▶ **TASK GOAL**
From the entries, copy out every line in which the word "below" is found.

━━━━━━━━━━━━━━━━━━━━

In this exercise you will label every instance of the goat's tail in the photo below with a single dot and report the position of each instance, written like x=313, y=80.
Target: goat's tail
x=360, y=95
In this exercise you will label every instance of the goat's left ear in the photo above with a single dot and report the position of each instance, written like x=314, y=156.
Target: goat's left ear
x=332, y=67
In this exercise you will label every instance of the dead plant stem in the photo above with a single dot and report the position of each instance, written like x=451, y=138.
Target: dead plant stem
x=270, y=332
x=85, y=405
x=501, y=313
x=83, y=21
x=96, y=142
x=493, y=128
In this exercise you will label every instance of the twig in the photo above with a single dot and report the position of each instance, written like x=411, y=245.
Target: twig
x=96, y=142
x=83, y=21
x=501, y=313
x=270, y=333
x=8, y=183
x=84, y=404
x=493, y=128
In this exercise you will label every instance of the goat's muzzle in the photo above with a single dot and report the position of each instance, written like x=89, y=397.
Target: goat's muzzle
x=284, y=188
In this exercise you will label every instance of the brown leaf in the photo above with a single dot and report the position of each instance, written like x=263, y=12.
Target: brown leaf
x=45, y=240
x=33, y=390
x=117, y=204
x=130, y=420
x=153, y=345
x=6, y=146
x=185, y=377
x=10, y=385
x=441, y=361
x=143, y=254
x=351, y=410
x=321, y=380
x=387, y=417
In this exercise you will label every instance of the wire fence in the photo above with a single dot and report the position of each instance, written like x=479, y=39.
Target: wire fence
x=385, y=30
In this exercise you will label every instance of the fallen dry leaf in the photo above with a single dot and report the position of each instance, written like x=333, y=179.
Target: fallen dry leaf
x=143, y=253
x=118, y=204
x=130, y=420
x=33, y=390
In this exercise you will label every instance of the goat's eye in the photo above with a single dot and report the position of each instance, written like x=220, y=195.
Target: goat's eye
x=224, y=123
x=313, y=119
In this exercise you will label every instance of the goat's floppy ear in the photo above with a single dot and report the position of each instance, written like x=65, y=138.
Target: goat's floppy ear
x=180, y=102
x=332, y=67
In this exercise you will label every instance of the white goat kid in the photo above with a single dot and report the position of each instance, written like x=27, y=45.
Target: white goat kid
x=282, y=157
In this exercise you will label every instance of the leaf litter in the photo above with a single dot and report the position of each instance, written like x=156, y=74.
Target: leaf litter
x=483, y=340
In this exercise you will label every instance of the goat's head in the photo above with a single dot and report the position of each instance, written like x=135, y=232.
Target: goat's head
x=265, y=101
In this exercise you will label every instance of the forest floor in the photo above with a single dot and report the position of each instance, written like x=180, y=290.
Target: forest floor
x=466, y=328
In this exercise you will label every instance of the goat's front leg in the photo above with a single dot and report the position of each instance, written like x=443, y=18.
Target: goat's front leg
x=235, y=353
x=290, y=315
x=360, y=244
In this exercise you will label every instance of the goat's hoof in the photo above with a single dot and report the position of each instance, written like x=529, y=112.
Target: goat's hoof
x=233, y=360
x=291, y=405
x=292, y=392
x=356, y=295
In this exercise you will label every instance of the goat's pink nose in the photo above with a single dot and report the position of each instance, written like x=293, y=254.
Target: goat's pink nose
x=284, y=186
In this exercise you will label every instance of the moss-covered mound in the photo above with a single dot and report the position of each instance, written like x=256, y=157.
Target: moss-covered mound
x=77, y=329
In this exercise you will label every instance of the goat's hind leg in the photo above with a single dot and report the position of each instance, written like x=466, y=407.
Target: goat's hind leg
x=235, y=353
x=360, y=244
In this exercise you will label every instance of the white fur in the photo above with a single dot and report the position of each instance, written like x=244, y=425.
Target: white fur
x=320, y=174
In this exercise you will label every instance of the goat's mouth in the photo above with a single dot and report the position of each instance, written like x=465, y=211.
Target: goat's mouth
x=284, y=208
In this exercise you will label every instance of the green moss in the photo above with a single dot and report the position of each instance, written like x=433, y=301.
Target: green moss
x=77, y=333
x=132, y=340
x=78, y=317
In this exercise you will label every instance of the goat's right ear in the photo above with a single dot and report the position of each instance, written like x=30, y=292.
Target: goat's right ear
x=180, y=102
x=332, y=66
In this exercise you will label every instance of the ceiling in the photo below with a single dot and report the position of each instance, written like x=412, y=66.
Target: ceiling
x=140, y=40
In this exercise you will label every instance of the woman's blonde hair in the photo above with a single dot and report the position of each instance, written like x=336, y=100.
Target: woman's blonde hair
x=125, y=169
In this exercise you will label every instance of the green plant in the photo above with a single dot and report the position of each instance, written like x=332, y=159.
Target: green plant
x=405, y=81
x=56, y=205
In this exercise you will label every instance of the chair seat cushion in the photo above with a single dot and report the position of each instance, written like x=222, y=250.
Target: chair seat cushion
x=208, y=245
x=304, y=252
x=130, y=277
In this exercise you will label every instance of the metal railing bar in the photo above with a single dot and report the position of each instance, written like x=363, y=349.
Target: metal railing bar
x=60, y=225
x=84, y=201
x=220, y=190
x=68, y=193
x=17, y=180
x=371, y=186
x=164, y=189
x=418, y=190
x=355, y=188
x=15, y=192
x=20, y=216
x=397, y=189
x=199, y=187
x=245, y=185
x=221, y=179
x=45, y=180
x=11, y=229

━━━━━━━━━━━━━━━━━━━━

▶ **ANSWER TO THIS TASK**
In this exercise you will label every instance of the goat's tail in the photo below with a single dot and report the position of each instance, written like x=313, y=80.
In this exercise you will label every instance of the ceiling in the photo below with a single dot and report the position of each instance, written like x=412, y=66.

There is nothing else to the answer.